Stored data:
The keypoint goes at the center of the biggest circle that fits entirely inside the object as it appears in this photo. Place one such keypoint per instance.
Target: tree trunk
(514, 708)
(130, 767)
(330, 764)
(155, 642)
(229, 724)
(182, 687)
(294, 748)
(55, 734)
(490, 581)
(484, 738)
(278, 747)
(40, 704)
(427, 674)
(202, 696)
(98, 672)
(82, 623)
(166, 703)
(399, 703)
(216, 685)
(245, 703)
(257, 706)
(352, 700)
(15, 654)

Task: Set down the whole of the material, exactly.

Written response:
The keypoint goes at the center of the biggest circle that fits entirely inside the object as it appears in this photo. Place one such keypoint per instance.
Target: tree trunk
(514, 708)
(130, 767)
(330, 764)
(155, 642)
(229, 724)
(182, 687)
(294, 748)
(55, 734)
(490, 581)
(484, 738)
(278, 747)
(40, 704)
(427, 674)
(202, 696)
(98, 672)
(82, 623)
(166, 703)
(399, 703)
(216, 685)
(245, 703)
(257, 706)
(352, 700)
(15, 654)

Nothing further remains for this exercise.